Today’s Bastille Day, France’s national day, or “le Quatorze Juillet” as we call it plainly in France. The reference to the Bastille prison that was stormed by a rebellious Parisian crowd on a hot summer day 231 years ago is of course entirely relevant but the term “Bastille Day” is a purely English coinage all the same.
I usually spend Bastille Day (or at least the nearest Sunday) in New York, at Simply Gourmand’s booth at the Bastille Day on 60th Street fair, the largest celebration of France’s national day in the United States. I have told in a previous post how much I enjoy this opportunity to meet with French and Francophiles, and with loyal and new customers. The 2020 edition of Bastille Day on 60th Street, originally scheduled to happen last Sunday, has been cancelled due to the pandemic.
Likewise, we had to call off our summer trip to France that was to immediately follow our Bastille Day expedition. We are sad we won’t spend time with Grand-Père and Grand-Mère and the rest of the family but we have made our peace with the fact that traveling overseas right now is not a reasonable option (even though French citizens and their families are allowed to come to France).

-.-.-

TASK TO CARRY OUT »
Answer these questions from the Bastille Day text:
1. How many years ago was the Bastille prison stormed?
2. Why was the 2020 edition of Bastille Day on 60th Street cancelled?
3. Which trip had to be called off?
The rows have nothing to do with the Bastille Day text.

SUPPLIED INFORMATION »
-.-.-

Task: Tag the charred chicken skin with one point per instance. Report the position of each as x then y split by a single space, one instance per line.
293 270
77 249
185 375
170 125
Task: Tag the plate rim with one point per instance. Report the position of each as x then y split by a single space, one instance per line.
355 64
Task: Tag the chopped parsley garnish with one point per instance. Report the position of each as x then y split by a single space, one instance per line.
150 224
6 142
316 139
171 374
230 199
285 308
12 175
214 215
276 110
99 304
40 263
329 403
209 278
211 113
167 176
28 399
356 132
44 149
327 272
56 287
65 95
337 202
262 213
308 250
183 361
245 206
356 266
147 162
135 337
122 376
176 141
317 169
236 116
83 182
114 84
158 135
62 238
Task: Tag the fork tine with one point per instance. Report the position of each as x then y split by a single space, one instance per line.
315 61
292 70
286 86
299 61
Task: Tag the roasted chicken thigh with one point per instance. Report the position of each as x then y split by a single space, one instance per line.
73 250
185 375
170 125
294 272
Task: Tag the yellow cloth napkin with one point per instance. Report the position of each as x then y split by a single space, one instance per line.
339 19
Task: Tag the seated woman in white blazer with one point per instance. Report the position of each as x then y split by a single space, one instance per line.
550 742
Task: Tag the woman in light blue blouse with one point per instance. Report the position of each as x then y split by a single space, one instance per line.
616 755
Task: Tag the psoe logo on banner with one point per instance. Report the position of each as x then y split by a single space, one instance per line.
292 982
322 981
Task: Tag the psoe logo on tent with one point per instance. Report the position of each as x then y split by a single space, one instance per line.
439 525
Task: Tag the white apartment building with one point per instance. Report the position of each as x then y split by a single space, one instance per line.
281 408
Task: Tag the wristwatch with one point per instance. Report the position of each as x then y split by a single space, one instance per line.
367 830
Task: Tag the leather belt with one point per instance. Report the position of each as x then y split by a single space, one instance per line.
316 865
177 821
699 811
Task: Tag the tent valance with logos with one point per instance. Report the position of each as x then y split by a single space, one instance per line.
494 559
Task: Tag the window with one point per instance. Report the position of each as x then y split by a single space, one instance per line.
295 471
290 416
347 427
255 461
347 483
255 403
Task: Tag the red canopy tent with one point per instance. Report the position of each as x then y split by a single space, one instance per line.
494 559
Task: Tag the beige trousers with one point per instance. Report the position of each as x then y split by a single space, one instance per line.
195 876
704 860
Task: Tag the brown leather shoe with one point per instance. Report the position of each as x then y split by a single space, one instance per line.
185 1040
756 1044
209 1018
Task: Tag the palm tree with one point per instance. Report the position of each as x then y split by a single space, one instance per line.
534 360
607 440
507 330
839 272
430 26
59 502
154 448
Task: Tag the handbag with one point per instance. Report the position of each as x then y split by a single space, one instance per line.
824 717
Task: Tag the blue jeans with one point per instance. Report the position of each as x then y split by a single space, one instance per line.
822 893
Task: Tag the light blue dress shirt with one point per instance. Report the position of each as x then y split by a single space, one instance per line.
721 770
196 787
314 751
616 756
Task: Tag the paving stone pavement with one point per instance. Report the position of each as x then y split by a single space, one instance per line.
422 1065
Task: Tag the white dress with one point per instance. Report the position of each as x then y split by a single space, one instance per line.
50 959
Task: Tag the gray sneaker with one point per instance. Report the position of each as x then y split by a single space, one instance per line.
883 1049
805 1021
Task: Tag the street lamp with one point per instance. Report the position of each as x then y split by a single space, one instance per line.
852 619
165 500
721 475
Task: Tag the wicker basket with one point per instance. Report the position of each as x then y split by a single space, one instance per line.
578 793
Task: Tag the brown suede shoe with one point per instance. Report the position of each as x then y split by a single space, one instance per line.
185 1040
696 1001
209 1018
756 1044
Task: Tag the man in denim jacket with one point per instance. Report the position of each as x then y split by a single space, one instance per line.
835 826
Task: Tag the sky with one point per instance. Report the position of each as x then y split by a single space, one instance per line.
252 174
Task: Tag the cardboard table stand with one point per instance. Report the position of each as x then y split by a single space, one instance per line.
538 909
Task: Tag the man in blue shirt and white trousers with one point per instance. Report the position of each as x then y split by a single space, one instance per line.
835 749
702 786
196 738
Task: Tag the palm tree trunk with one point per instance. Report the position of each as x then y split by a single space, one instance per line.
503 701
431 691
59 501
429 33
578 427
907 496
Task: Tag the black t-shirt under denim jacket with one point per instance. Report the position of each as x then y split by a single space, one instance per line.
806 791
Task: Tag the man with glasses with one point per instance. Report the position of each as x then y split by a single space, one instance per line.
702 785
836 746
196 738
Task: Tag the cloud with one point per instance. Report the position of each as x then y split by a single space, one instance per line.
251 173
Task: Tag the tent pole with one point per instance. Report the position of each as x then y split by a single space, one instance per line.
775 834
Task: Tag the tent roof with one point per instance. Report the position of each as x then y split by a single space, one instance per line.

-.-.-

ANSWER TO THE PROBLEM »
1. 231 years ago
2. Due to the pandemic
3. The summer trip to France